**PAGE:**
<<<<
I have thought about that sentence a hundred times since last spring, trying to find a way to write it that does justice to what the man meant to this community and to me. There is no such way. So I will start simply and work from there.
Bill was 72 years old and had spent nearly four decades at Crescenta Valley Little League, first because his son Matt played tee ball in 1971, then because his son Greg played, and then because he could not stop. The league became part of who he was. When I first joined the CVLL board, Bill was already the institutional memory, the keeper of the records, the person whose phone you called when you did not know the answer and did not want to guess. He had spent years at JPL helping to put Surveyor, Voyager, and Mariner into the sky, and he brought that same precision to keeping score on a folding chair at Montrose Park.
He was the one who put together the Rally Tally.
>>>>
**DATA PROVIDED:**
<<<<
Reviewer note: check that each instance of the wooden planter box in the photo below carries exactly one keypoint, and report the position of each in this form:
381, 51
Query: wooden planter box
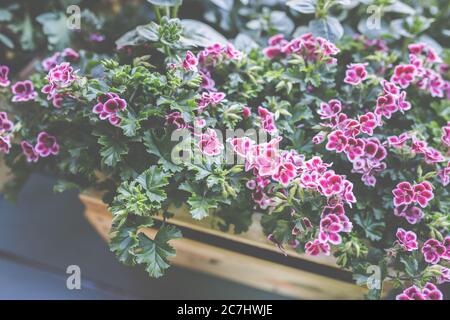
247, 258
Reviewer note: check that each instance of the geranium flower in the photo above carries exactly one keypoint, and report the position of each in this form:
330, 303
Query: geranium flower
356, 73
46, 145
5, 144
446, 135
423, 193
433, 250
429, 292
404, 74
23, 91
330, 226
386, 106
368, 122
398, 141
403, 194
5, 123
406, 239
336, 141
315, 247
209, 144
4, 71
329, 110
29, 152
190, 62
412, 214
444, 175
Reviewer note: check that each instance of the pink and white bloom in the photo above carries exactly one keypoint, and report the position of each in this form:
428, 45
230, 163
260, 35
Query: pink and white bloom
23, 91
5, 124
336, 141
5, 144
46, 145
429, 292
433, 250
423, 193
356, 73
404, 74
406, 239
29, 151
4, 71
190, 62
209, 144
316, 247
329, 110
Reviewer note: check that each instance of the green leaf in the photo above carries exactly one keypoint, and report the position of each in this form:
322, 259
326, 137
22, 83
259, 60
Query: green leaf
199, 34
112, 150
55, 28
153, 180
154, 253
329, 28
166, 3
200, 206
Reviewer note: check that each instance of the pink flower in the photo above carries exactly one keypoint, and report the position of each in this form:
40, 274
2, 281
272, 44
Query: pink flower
209, 144
70, 54
412, 214
4, 71
446, 135
389, 87
330, 109
108, 106
336, 141
404, 74
46, 145
330, 226
403, 194
23, 91
423, 193
429, 292
432, 156
29, 152
267, 120
232, 53
356, 73
5, 144
286, 173
403, 105
368, 122
5, 123
432, 251
246, 112
190, 62
407, 239
354, 148
330, 184
444, 175
398, 141
319, 138
315, 247
386, 106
>>>>
**EXERCISE TASKS:**
1 > Can you condense the page's paragraph beginning "Bill was 72 years old" into a short bulleted list that keeps its main facts?
2 > Transcribe the part of the page starting at "I have thought" and ending at "work from there.".
The listing has no connection to the page.

**ANSWERS FOR THIS EXERCISE:**
1 >
- Bill was 72 and spent nearly four decades at Crescenta Valley Little League.
- He joined in 1971 when his son Matt played tee ball, stayed while his son Greg played, and then kept going because he could not stop.
- When the writer joined the CVLL board, Bill was already its institutional memory and record keeper, the person to call for answers.
- He had worked for years at JPL on Surveyor, Voyager, and Mariner, and he brought that precision to keeping score at Montrose Park.

2 >
I have thought about that sentence a hundred times since last spring, trying to find a way to write it that does justice to what the man meant to this community and to me. There is no such way. So I will start simply and work from there.